Provided records:
>>>>

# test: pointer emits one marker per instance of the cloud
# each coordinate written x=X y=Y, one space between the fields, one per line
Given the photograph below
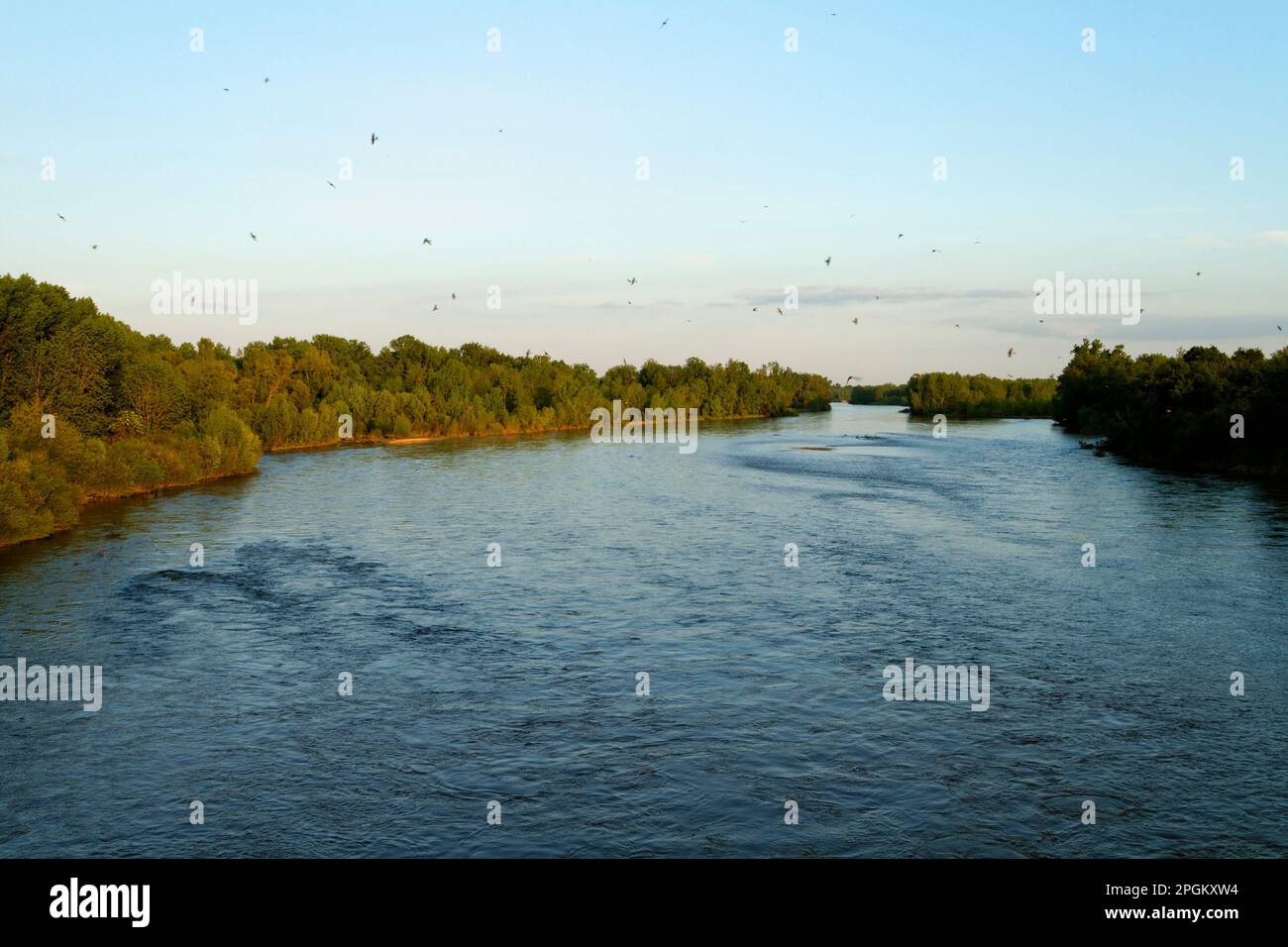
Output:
x=848 y=295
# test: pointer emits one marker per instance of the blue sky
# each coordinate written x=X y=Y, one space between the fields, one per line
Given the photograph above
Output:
x=1113 y=163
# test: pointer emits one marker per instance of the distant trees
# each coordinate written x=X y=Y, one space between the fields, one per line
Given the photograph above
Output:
x=979 y=395
x=1179 y=408
x=879 y=394
x=137 y=412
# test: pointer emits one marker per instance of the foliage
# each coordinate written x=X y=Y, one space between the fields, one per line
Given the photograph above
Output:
x=137 y=412
x=1177 y=410
x=979 y=395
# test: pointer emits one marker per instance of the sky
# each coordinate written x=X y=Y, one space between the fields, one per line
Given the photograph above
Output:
x=524 y=167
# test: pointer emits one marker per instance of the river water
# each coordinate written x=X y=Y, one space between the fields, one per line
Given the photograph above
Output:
x=518 y=684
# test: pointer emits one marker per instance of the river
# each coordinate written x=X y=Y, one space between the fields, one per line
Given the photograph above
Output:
x=518 y=684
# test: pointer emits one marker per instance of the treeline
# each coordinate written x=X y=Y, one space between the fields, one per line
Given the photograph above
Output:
x=1180 y=410
x=879 y=394
x=91 y=408
x=979 y=395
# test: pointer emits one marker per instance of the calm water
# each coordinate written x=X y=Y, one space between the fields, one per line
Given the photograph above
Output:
x=518 y=684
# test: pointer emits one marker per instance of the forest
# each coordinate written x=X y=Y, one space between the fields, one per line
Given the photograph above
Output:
x=879 y=394
x=979 y=395
x=90 y=408
x=1180 y=410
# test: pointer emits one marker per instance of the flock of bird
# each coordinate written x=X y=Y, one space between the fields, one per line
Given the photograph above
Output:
x=631 y=281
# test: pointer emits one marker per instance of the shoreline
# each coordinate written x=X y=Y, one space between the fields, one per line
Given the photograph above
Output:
x=101 y=499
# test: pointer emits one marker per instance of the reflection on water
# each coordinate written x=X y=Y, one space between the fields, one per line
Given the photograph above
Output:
x=518 y=684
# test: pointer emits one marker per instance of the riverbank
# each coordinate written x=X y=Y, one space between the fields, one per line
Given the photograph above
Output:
x=101 y=496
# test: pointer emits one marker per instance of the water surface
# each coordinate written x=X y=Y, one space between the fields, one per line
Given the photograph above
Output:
x=518 y=684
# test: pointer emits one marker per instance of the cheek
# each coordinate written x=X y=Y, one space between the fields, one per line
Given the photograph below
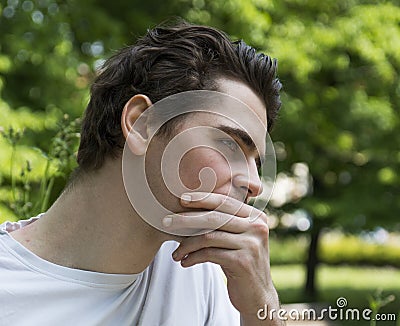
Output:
x=195 y=161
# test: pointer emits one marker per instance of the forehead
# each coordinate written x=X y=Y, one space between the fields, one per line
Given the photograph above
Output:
x=238 y=107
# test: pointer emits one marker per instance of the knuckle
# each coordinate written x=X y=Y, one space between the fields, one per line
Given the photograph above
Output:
x=209 y=236
x=243 y=261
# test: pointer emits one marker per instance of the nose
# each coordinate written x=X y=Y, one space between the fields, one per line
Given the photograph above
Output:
x=249 y=180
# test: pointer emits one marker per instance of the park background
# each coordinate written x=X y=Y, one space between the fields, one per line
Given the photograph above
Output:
x=334 y=214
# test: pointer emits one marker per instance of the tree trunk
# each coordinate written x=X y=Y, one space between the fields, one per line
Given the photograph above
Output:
x=312 y=263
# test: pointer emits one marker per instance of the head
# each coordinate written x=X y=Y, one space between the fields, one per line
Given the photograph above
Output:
x=167 y=61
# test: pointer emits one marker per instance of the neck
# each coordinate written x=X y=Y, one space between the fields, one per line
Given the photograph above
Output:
x=92 y=226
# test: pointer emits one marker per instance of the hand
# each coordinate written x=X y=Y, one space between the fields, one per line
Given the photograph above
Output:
x=239 y=244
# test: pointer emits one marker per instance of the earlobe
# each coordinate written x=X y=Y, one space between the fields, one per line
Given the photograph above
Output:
x=135 y=134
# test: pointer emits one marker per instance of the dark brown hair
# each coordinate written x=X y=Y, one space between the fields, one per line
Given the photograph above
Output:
x=166 y=61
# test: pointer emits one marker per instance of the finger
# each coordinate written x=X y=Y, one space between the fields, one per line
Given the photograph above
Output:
x=205 y=222
x=221 y=203
x=226 y=258
x=217 y=239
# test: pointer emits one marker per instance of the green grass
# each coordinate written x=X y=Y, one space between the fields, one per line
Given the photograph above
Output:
x=356 y=284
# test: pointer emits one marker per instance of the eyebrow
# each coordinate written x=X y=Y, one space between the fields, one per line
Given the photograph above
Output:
x=244 y=138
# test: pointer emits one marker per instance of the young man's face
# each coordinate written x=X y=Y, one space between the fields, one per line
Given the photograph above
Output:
x=211 y=152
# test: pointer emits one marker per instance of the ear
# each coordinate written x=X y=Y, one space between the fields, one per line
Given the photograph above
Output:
x=136 y=140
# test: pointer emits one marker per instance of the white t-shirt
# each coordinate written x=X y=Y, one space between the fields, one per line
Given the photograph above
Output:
x=35 y=292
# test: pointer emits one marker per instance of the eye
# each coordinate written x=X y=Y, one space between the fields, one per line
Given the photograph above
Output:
x=231 y=144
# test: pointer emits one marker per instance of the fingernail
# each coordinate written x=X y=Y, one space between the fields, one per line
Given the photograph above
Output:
x=186 y=198
x=167 y=221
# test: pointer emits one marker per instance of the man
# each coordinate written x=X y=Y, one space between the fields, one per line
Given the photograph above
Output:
x=94 y=259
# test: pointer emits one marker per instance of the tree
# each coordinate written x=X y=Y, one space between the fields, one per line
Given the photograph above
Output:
x=339 y=62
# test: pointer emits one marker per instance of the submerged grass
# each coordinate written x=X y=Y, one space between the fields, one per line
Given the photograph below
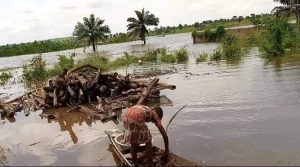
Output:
x=37 y=70
x=202 y=58
x=4 y=77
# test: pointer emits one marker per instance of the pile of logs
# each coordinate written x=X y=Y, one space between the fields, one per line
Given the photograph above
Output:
x=83 y=85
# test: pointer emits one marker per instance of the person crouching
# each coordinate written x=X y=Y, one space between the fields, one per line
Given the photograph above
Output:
x=137 y=132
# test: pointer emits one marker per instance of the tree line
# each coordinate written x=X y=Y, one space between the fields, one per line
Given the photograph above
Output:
x=92 y=30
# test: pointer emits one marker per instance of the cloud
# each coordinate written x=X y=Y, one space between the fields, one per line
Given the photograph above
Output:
x=68 y=7
x=34 y=19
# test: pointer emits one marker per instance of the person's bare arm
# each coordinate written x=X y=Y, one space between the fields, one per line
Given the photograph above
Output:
x=165 y=137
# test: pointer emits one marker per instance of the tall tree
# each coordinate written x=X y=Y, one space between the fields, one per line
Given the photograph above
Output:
x=91 y=30
x=290 y=8
x=138 y=27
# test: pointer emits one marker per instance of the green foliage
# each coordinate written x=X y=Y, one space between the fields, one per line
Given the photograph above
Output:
x=118 y=38
x=211 y=35
x=167 y=58
x=181 y=55
x=37 y=47
x=4 y=77
x=220 y=33
x=230 y=47
x=91 y=30
x=125 y=60
x=138 y=27
x=95 y=59
x=202 y=58
x=216 y=56
x=278 y=37
x=64 y=62
x=150 y=56
x=37 y=71
x=197 y=25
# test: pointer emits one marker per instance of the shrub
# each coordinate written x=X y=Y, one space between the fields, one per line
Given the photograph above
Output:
x=37 y=69
x=167 y=58
x=181 y=55
x=97 y=60
x=279 y=36
x=230 y=47
x=4 y=77
x=202 y=58
x=150 y=56
x=216 y=56
x=64 y=62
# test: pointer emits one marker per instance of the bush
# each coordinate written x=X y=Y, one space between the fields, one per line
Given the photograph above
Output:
x=125 y=60
x=37 y=69
x=167 y=58
x=4 y=77
x=181 y=55
x=97 y=60
x=279 y=36
x=230 y=47
x=216 y=56
x=202 y=58
x=150 y=56
x=63 y=63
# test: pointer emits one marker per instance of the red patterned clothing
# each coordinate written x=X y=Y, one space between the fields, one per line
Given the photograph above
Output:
x=136 y=130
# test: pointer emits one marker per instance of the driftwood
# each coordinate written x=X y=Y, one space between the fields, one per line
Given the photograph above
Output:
x=83 y=85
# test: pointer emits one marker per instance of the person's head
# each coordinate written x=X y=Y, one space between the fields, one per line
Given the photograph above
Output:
x=158 y=110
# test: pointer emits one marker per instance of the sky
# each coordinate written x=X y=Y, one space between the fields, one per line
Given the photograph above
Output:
x=29 y=20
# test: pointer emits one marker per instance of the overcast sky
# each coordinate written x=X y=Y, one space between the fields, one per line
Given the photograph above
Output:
x=29 y=20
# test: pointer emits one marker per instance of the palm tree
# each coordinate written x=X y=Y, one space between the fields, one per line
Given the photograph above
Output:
x=138 y=27
x=91 y=30
x=291 y=7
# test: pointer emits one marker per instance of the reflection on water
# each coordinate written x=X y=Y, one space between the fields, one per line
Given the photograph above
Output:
x=238 y=113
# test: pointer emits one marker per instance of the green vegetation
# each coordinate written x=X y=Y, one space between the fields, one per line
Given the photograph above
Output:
x=181 y=55
x=91 y=31
x=64 y=62
x=4 y=77
x=202 y=58
x=216 y=56
x=138 y=27
x=211 y=35
x=167 y=58
x=231 y=47
x=290 y=8
x=72 y=43
x=279 y=36
x=38 y=71
x=38 y=47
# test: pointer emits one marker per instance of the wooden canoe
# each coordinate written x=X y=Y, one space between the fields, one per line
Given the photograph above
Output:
x=123 y=155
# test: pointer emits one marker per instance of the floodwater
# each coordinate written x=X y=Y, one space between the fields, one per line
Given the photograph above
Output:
x=236 y=113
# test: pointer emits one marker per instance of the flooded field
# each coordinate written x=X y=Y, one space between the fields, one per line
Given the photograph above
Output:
x=236 y=113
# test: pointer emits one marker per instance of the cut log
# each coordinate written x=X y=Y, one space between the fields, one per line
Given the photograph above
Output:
x=90 y=112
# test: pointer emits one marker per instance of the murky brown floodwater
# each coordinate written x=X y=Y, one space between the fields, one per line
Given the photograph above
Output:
x=237 y=113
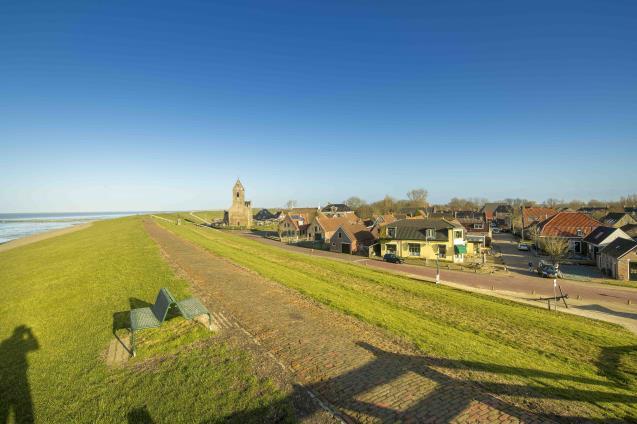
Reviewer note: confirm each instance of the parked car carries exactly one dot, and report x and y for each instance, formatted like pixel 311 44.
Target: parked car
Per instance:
pixel 545 270
pixel 393 258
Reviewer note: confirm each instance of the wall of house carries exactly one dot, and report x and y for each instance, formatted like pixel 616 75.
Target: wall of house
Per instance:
pixel 622 272
pixel 339 238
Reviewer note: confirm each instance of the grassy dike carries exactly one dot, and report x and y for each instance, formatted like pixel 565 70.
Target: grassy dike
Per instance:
pixel 59 300
pixel 550 363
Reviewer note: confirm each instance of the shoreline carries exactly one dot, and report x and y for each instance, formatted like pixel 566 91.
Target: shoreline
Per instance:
pixel 12 244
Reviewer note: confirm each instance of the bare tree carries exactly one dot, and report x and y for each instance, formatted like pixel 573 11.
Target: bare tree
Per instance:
pixel 555 247
pixel 354 202
pixel 418 197
pixel 552 203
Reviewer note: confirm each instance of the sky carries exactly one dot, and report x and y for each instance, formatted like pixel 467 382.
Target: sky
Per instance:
pixel 151 105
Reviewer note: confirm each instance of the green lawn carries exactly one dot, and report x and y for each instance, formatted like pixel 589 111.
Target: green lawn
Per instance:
pixel 61 299
pixel 553 363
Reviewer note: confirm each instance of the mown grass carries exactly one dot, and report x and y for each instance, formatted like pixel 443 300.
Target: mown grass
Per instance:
pixel 61 299
pixel 553 363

<<<<

Scan the entries above for the word "dike" and collect each line holding it.

Reviewer note: confirm each instance of the grassy dike carries exactly one dot, and report x and y for each instance, formatted like pixel 565 70.
Target: grassy dike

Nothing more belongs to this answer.